Outline annotation records

▽

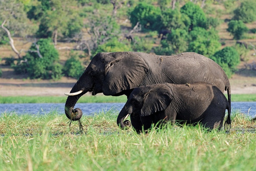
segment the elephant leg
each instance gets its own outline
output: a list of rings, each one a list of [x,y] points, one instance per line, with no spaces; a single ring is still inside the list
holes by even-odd
[[[140,116],[132,114],[130,116],[130,118],[132,127],[137,133],[141,132],[142,131],[143,124],[140,120]]]
[[[208,113],[205,115],[201,123],[206,128],[210,129],[218,128],[220,130],[222,127],[225,114],[225,111],[214,111],[213,114],[213,112]]]

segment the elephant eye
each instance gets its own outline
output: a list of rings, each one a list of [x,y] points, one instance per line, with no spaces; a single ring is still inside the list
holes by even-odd
[[[140,105],[140,102],[138,100],[136,100],[136,99],[133,99],[132,101],[132,104],[135,107],[139,107]]]

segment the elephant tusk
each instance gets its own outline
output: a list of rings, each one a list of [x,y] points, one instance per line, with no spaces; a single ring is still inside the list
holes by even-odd
[[[75,96],[75,95],[78,95],[79,94],[82,93],[83,92],[83,90],[80,90],[79,91],[74,92],[74,93],[64,93],[64,94],[66,96]]]
[[[128,116],[130,116],[130,114],[127,114],[127,115],[125,116],[125,117],[124,117],[124,120],[125,120],[128,117]]]

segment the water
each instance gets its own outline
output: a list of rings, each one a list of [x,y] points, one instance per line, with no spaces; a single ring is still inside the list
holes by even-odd
[[[106,112],[111,109],[120,112],[124,103],[77,103],[75,108],[79,108],[83,115]],[[64,103],[0,104],[0,114],[15,112],[17,114],[44,114],[55,111],[64,114]],[[256,115],[256,102],[232,102],[231,111],[238,111],[251,117]]]

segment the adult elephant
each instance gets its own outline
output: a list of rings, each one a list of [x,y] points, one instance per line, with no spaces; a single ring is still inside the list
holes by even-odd
[[[213,60],[194,52],[172,56],[159,56],[135,52],[99,53],[74,85],[65,104],[65,113],[71,120],[82,116],[74,109],[78,99],[87,92],[93,95],[103,92],[107,96],[125,95],[133,88],[153,84],[192,83],[205,82],[227,91],[231,105],[230,84],[222,68]],[[229,109],[227,124],[231,124]]]
[[[122,129],[131,124],[137,132],[170,122],[200,123],[210,129],[222,127],[229,104],[216,86],[205,82],[186,84],[156,84],[135,88],[121,110],[117,124]]]

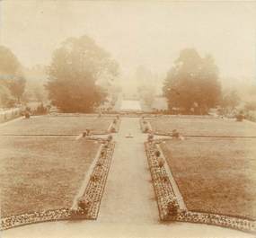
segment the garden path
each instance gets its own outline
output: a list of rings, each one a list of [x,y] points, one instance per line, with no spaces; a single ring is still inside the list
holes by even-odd
[[[128,133],[133,137],[127,138]],[[4,231],[1,237],[254,237],[214,225],[160,223],[139,119],[122,118],[113,136],[116,147],[97,220],[34,224]]]

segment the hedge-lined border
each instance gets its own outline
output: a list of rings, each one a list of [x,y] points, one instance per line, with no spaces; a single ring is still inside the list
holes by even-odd
[[[108,128],[108,133],[118,133],[119,131],[121,119],[116,119],[117,122],[116,124],[114,123],[114,121],[111,122],[111,124],[110,125]],[[115,131],[112,131],[113,128]]]
[[[146,122],[146,123],[145,124],[144,122]],[[140,119],[139,125],[140,125],[140,129],[142,133],[151,133],[152,132],[152,127],[148,120],[145,119]],[[148,131],[146,131],[146,127],[148,128]]]
[[[83,195],[83,198],[91,202],[86,215],[82,218],[97,219],[100,210],[101,201],[105,189],[109,170],[111,163],[114,143],[105,143],[101,151],[101,154],[91,174],[91,179]],[[93,181],[92,178],[97,178]]]
[[[74,214],[74,211],[71,208],[60,208],[15,215],[1,218],[0,230],[6,230],[13,227],[41,222],[72,220],[77,218],[96,219],[110,167],[115,144],[105,139],[95,140],[102,143],[103,146],[91,175],[98,176],[99,180],[96,181],[90,180],[83,195],[84,198],[86,198],[91,201],[90,207],[86,214],[83,212]],[[99,166],[100,163],[102,164],[101,166]]]
[[[253,234],[256,233],[256,221],[225,215],[189,211],[187,209],[181,209],[179,203],[177,203],[177,215],[170,216],[170,213],[168,211],[168,203],[172,203],[173,200],[177,201],[178,198],[173,191],[170,178],[166,180],[167,172],[164,169],[164,166],[159,167],[158,165],[155,151],[158,150],[157,144],[159,144],[161,141],[161,139],[158,139],[152,142],[146,142],[145,147],[154,190],[157,199],[159,216],[162,221],[179,221],[207,224],[233,228],[243,232]],[[163,180],[163,178],[165,179]]]

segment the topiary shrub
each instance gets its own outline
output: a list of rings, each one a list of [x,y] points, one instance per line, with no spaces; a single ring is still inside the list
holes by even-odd
[[[238,115],[235,116],[236,121],[243,121],[244,119],[244,116],[242,113],[239,113]]]
[[[143,131],[143,132],[148,133],[148,132],[149,132],[149,127],[148,127],[148,126],[146,126],[146,127],[144,128],[144,131]]]
[[[172,219],[175,219],[179,212],[179,204],[177,199],[173,198],[167,204],[167,214]]]
[[[150,135],[147,136],[147,141],[152,142],[153,139],[154,139],[154,135],[150,134]]]
[[[161,155],[160,151],[159,151],[159,150],[156,150],[156,151],[154,152],[154,155],[155,155],[157,158],[160,157],[160,155]]]
[[[93,181],[93,182],[96,182],[96,181],[100,181],[100,177],[98,175],[96,175],[96,174],[91,175],[90,181]]]
[[[29,111],[25,111],[24,116],[25,116],[25,119],[30,119],[31,113]]]
[[[111,135],[109,135],[107,140],[108,140],[109,142],[110,142],[112,139],[113,139],[113,137],[112,137]]]
[[[116,128],[114,127],[111,127],[110,132],[115,133],[115,132],[117,132],[117,130],[116,130]]]
[[[158,158],[157,158],[157,162],[158,162],[158,166],[159,166],[160,168],[163,167],[163,165],[164,165],[164,160],[163,160],[163,158],[158,157]]]
[[[77,201],[77,207],[83,210],[89,210],[92,202],[84,198],[80,198]]]

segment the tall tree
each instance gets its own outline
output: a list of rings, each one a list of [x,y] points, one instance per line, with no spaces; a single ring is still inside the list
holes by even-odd
[[[10,98],[10,95],[15,98],[17,102],[20,102],[25,90],[26,81],[22,75],[22,66],[17,57],[8,48],[4,46],[0,46],[0,84],[2,92],[5,92],[3,94],[4,95],[4,100],[2,100],[2,101],[5,101],[10,106],[10,101],[14,101]],[[4,90],[3,89],[4,87],[5,87]]]
[[[97,82],[118,75],[110,54],[87,36],[70,38],[53,55],[46,88],[53,105],[66,112],[91,112],[106,98]]]
[[[136,71],[136,80],[140,99],[144,101],[146,105],[151,107],[156,93],[154,76],[150,70],[140,66]]]
[[[201,57],[196,49],[181,51],[163,84],[163,94],[169,109],[182,108],[186,112],[205,114],[216,106],[221,96],[218,70],[214,59],[207,55]]]

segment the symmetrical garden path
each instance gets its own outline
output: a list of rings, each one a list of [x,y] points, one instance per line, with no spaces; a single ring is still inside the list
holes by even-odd
[[[127,138],[128,134],[133,137]],[[97,220],[48,222],[4,231],[3,238],[254,237],[227,228],[160,223],[138,118],[123,117]]]
[[[131,134],[133,137],[126,137]],[[156,223],[157,204],[144,149],[146,137],[137,118],[123,118],[98,220]]]

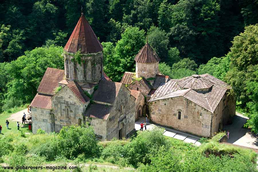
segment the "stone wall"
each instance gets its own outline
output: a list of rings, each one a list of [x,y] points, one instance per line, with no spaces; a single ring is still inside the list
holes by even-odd
[[[107,140],[119,138],[119,131],[123,128],[123,137],[134,128],[135,98],[131,95],[131,92],[122,85],[109,116],[107,120]],[[120,108],[122,106],[122,112]]]
[[[90,124],[90,126],[94,130],[94,133],[100,136],[101,141],[105,140],[107,139],[107,121],[87,117],[85,118],[86,121]]]
[[[82,123],[83,114],[89,101],[83,104],[68,87],[64,87],[51,98],[52,113],[54,114],[55,132],[63,126]]]
[[[149,90],[146,89],[145,87],[143,87],[138,81],[135,81],[129,85],[127,87],[127,88],[131,90],[140,91],[144,96],[148,95],[150,91]]]
[[[148,63],[136,62],[135,74],[137,78],[141,77],[146,79],[155,78],[156,74],[159,74],[159,62]]]
[[[144,107],[144,96],[140,93],[135,102],[135,120],[138,119],[139,117],[142,116],[144,115],[143,107]],[[140,114],[139,111],[140,111]],[[144,114],[145,115],[145,114]]]
[[[81,54],[81,64],[72,59],[74,53],[64,51],[66,77],[78,83],[93,83],[99,81],[103,76],[103,54],[102,52]]]
[[[210,136],[211,112],[186,99],[180,96],[151,101],[149,104],[154,122],[202,137]],[[178,119],[179,111],[181,119]]]
[[[55,131],[54,118],[51,114],[51,110],[35,107],[31,107],[32,133],[37,133],[38,129],[41,128],[47,133]]]

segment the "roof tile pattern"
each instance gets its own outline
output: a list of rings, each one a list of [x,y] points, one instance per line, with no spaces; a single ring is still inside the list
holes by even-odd
[[[95,103],[90,105],[84,115],[88,117],[106,120],[109,115],[112,106]]]
[[[42,109],[50,109],[52,108],[51,96],[42,95],[37,93],[30,103],[30,106]]]
[[[83,103],[85,104],[87,102],[89,101],[89,98],[85,95],[83,93],[83,90],[77,83],[73,81],[66,85],[69,87]]]
[[[131,95],[134,96],[135,98],[137,99],[139,97],[140,94],[141,94],[141,92],[140,91],[137,91],[136,90],[134,90],[129,89],[130,91],[131,91]]]
[[[40,93],[53,95],[58,83],[64,79],[64,71],[50,67],[47,68],[37,91]]]
[[[170,79],[169,76],[162,75],[156,75],[155,81],[152,86],[152,88],[157,89],[161,84],[167,82]]]
[[[135,56],[134,60],[138,63],[147,63],[159,61],[160,59],[147,41]]]
[[[93,100],[112,104],[115,101],[122,83],[102,79],[93,95]]]
[[[124,74],[124,75],[120,82],[124,84],[129,85],[132,81],[132,77],[135,75],[135,74],[134,73],[126,72]]]
[[[204,91],[204,88],[208,90]],[[160,85],[149,101],[179,96],[213,113],[227,90],[226,83],[208,74],[171,80]]]
[[[83,53],[97,53],[103,50],[102,45],[83,14],[64,47],[68,52],[75,53],[80,49]]]

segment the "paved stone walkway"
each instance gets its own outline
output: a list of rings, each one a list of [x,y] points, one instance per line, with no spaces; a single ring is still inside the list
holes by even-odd
[[[149,119],[148,119],[148,120]],[[140,129],[141,126],[140,124],[141,122],[144,123],[145,120],[145,118],[142,117],[139,118],[135,121],[135,129],[136,131],[139,130]],[[155,127],[159,127],[163,128],[164,131],[163,132],[163,135],[165,135],[183,140],[186,142],[191,143],[197,146],[201,145],[201,143],[198,141],[198,140],[201,138],[200,137],[161,125],[153,124],[152,123],[150,123],[148,121],[147,122],[147,125],[146,127],[147,129],[150,129]],[[144,127],[143,127],[143,129],[144,130],[145,129]]]
[[[223,130],[229,131],[228,143],[258,149],[257,135],[251,132],[250,129],[243,127],[247,119],[247,117],[236,112],[232,124],[224,126]]]

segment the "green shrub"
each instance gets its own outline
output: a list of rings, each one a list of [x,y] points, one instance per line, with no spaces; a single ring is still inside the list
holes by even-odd
[[[88,157],[99,155],[97,141],[91,127],[64,127],[58,137],[58,145],[61,154],[68,159],[76,158],[83,153]]]
[[[19,143],[15,146],[14,151],[17,153],[26,154],[28,151],[28,148],[24,143]]]
[[[150,162],[150,156],[157,154],[161,146],[167,147],[169,142],[163,134],[163,129],[155,127],[150,130],[138,131],[136,137],[124,147],[124,157],[130,163],[136,167],[138,162]]]
[[[0,139],[0,157],[8,154],[13,150],[12,145],[3,139]]]
[[[41,128],[39,128],[37,130],[37,134],[46,134],[46,131]]]
[[[46,161],[54,161],[59,153],[57,141],[53,139],[45,143],[37,145],[32,149],[30,153],[44,157]]]

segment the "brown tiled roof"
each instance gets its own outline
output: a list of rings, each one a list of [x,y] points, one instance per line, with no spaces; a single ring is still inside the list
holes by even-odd
[[[58,82],[58,83],[66,85],[67,84],[68,84],[68,82],[67,82],[67,81],[66,80],[66,79],[65,79],[63,80],[62,80],[62,81]]]
[[[134,96],[137,99],[139,97],[139,96],[142,93],[140,91],[134,90],[133,90],[129,89],[131,91],[131,95]]]
[[[79,99],[82,103],[85,104],[89,101],[89,98],[85,95],[83,93],[83,90],[77,83],[73,81],[66,85],[69,87],[75,95]]]
[[[160,59],[147,41],[135,56],[134,60],[138,63],[149,63],[159,61]]]
[[[101,80],[93,95],[95,101],[112,104],[115,101],[122,83]]]
[[[94,103],[90,105],[85,112],[84,115],[89,117],[106,120],[112,107],[112,106]]]
[[[195,77],[199,77],[199,76],[194,76],[181,79],[171,80],[162,84],[149,101],[181,96],[213,113],[227,90],[231,87],[226,83],[210,75],[200,76],[200,78],[198,78],[199,80]],[[208,87],[210,86],[210,87]],[[186,89],[188,87],[189,88]],[[200,91],[204,88],[209,89]]]
[[[103,73],[103,75],[104,75],[104,78],[107,81],[112,81],[112,80],[111,80],[111,79],[109,78],[108,75],[107,75],[107,74],[105,72]]]
[[[93,83],[86,83],[85,84],[83,84],[81,86],[81,87],[82,88],[91,88],[96,85],[97,85],[97,84]]]
[[[82,53],[97,53],[103,48],[88,21],[82,14],[73,30],[64,49],[75,53],[81,50]]]
[[[124,75],[120,82],[124,84],[129,85],[132,81],[132,77],[135,75],[135,74],[134,73],[126,72],[124,74]]]
[[[58,83],[64,79],[64,70],[48,67],[38,88],[38,92],[53,95],[56,87],[58,87]]]
[[[166,83],[170,79],[169,77],[166,75],[156,75],[152,88],[157,89],[162,83]]]
[[[37,93],[31,102],[30,106],[42,109],[50,109],[52,108],[51,96],[42,95]]]

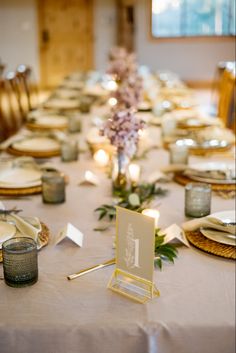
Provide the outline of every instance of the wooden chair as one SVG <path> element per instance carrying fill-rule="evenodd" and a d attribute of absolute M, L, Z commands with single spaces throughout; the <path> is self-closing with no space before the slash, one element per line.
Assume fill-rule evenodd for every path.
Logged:
<path fill-rule="evenodd" d="M 16 73 L 22 109 L 28 113 L 38 104 L 38 89 L 35 82 L 33 82 L 33 72 L 29 66 L 19 65 Z"/>
<path fill-rule="evenodd" d="M 8 73 L 0 79 L 0 139 L 16 133 L 23 123 L 22 110 L 16 90 L 16 77 Z"/>
<path fill-rule="evenodd" d="M 235 67 L 226 67 L 219 86 L 218 116 L 228 128 L 235 124 Z"/>

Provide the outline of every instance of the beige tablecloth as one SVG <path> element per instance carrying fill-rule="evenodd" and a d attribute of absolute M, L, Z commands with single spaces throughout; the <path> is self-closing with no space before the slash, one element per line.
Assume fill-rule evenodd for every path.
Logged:
<path fill-rule="evenodd" d="M 89 116 L 84 115 L 85 130 Z M 82 137 L 79 136 L 81 140 Z M 158 130 L 157 130 L 158 140 Z M 191 161 L 203 160 L 191 157 Z M 195 248 L 181 247 L 174 265 L 155 270 L 159 298 L 137 304 L 106 289 L 113 271 L 108 267 L 74 281 L 66 275 L 114 256 L 114 229 L 99 233 L 93 210 L 111 200 L 110 180 L 95 166 L 89 152 L 78 162 L 53 159 L 70 178 L 66 203 L 46 205 L 41 195 L 30 200 L 4 200 L 25 215 L 37 216 L 52 233 L 39 253 L 39 281 L 11 288 L 0 281 L 1 353 L 233 353 L 235 326 L 235 263 Z M 168 163 L 168 152 L 149 152 L 140 162 L 143 178 Z M 86 169 L 99 176 L 97 187 L 78 186 Z M 160 225 L 184 220 L 184 188 L 164 185 Z M 212 211 L 234 208 L 233 200 L 216 195 Z M 53 246 L 53 237 L 71 222 L 85 235 L 84 246 L 69 240 Z M 2 271 L 2 265 L 0 265 Z"/>

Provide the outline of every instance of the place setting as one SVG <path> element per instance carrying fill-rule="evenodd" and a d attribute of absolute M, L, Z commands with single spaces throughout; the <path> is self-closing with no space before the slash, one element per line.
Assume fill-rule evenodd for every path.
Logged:
<path fill-rule="evenodd" d="M 47 183 L 53 186 L 51 198 L 57 199 L 57 179 L 62 184 L 62 193 L 65 189 L 65 175 L 61 173 L 53 164 L 37 164 L 31 157 L 18 157 L 3 159 L 0 163 L 0 195 L 20 198 L 22 196 L 43 193 L 43 198 L 47 200 Z M 60 192 L 59 192 L 60 193 Z M 50 198 L 50 197 L 49 197 Z M 60 198 L 60 195 L 59 195 Z"/>
<path fill-rule="evenodd" d="M 191 181 L 209 184 L 214 191 L 235 191 L 235 164 L 222 161 L 190 164 L 175 172 L 174 180 L 182 185 Z"/>
<path fill-rule="evenodd" d="M 182 224 L 189 242 L 207 253 L 236 259 L 235 210 L 210 214 Z"/>
<path fill-rule="evenodd" d="M 16 135 L 7 146 L 6 151 L 15 156 L 34 158 L 51 158 L 60 155 L 60 140 L 64 134 L 59 132 L 32 132 Z"/>
<path fill-rule="evenodd" d="M 26 122 L 26 128 L 29 130 L 67 130 L 68 117 L 59 113 L 42 112 L 38 115 L 30 115 Z"/>

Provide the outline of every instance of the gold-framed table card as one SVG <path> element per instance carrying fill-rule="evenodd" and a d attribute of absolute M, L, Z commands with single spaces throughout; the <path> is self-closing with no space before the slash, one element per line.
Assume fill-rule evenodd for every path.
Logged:
<path fill-rule="evenodd" d="M 159 296 L 153 282 L 155 219 L 116 207 L 116 268 L 108 288 L 139 303 Z"/>

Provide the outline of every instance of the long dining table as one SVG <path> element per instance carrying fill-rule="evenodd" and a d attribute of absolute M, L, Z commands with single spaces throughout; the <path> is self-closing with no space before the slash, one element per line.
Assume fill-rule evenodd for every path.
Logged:
<path fill-rule="evenodd" d="M 96 106 L 82 117 L 85 143 Z M 153 127 L 157 140 L 160 128 Z M 168 164 L 162 147 L 148 152 L 142 179 Z M 219 160 L 219 156 L 208 160 Z M 225 157 L 222 157 L 225 160 Z M 221 160 L 222 160 L 221 158 Z M 205 161 L 191 156 L 191 162 Z M 50 160 L 68 177 L 66 202 L 45 204 L 42 195 L 18 200 L 2 198 L 6 208 L 17 206 L 22 215 L 38 217 L 50 229 L 49 244 L 40 250 L 39 280 L 33 286 L 12 288 L 0 280 L 1 353 L 233 353 L 235 345 L 235 263 L 192 246 L 178 248 L 174 264 L 155 269 L 160 297 L 138 304 L 107 289 L 114 270 L 109 266 L 73 281 L 67 275 L 114 257 L 115 228 L 95 231 L 94 209 L 110 203 L 111 180 L 96 166 L 89 150 L 79 160 Z M 98 186 L 79 185 L 86 170 L 99 178 Z M 184 187 L 161 184 L 168 194 L 160 199 L 160 227 L 181 225 Z M 234 200 L 212 195 L 212 212 L 232 210 Z M 80 248 L 69 239 L 54 240 L 67 223 L 84 234 Z M 0 264 L 2 272 L 2 264 Z M 1 273 L 2 275 L 2 273 Z"/>

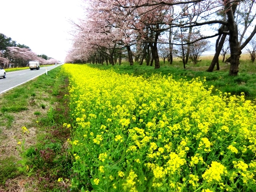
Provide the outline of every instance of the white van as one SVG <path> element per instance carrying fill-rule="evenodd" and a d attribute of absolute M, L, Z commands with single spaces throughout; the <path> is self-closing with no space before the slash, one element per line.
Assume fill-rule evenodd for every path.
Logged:
<path fill-rule="evenodd" d="M 30 70 L 33 70 L 34 69 L 39 70 L 40 68 L 39 62 L 38 61 L 30 61 L 29 68 L 30 68 Z"/>

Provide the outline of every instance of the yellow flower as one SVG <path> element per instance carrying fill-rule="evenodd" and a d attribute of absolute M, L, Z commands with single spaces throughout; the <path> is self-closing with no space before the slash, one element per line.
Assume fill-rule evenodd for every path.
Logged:
<path fill-rule="evenodd" d="M 220 163 L 213 161 L 211 164 L 211 167 L 206 170 L 202 176 L 204 180 L 207 180 L 207 182 L 211 182 L 214 180 L 218 182 L 221 180 L 221 176 L 227 173 L 226 167 Z"/>
<path fill-rule="evenodd" d="M 107 158 L 108 155 L 106 152 L 104 153 L 101 153 L 99 155 L 99 160 L 102 162 L 104 162 Z"/>
<path fill-rule="evenodd" d="M 238 152 L 238 151 L 236 149 L 236 148 L 235 147 L 234 147 L 232 145 L 230 145 L 227 148 L 228 149 L 229 149 L 233 153 L 236 154 Z"/>
<path fill-rule="evenodd" d="M 63 181 L 63 178 L 60 178 L 58 179 L 58 182 L 61 182 L 62 181 Z"/>
<path fill-rule="evenodd" d="M 96 185 L 98 185 L 100 182 L 100 180 L 98 178 L 96 178 L 93 180 L 93 182 L 94 182 Z"/>
<path fill-rule="evenodd" d="M 122 143 L 123 142 L 122 137 L 120 135 L 117 135 L 116 136 L 116 138 L 115 138 L 115 141 L 118 141 L 120 140 L 120 143 Z"/>
<path fill-rule="evenodd" d="M 100 168 L 99 168 L 99 170 L 100 172 L 102 173 L 104 173 L 105 171 L 104 171 L 104 166 L 100 166 Z"/>
<path fill-rule="evenodd" d="M 28 129 L 26 127 L 23 126 L 21 128 L 21 129 L 23 131 L 23 134 L 25 133 L 29 133 L 29 131 L 28 130 Z"/>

△

What to work on: In the records above, how many lines contain the string "garden", with case counting? Reply with only the number.

Reply to the task: 2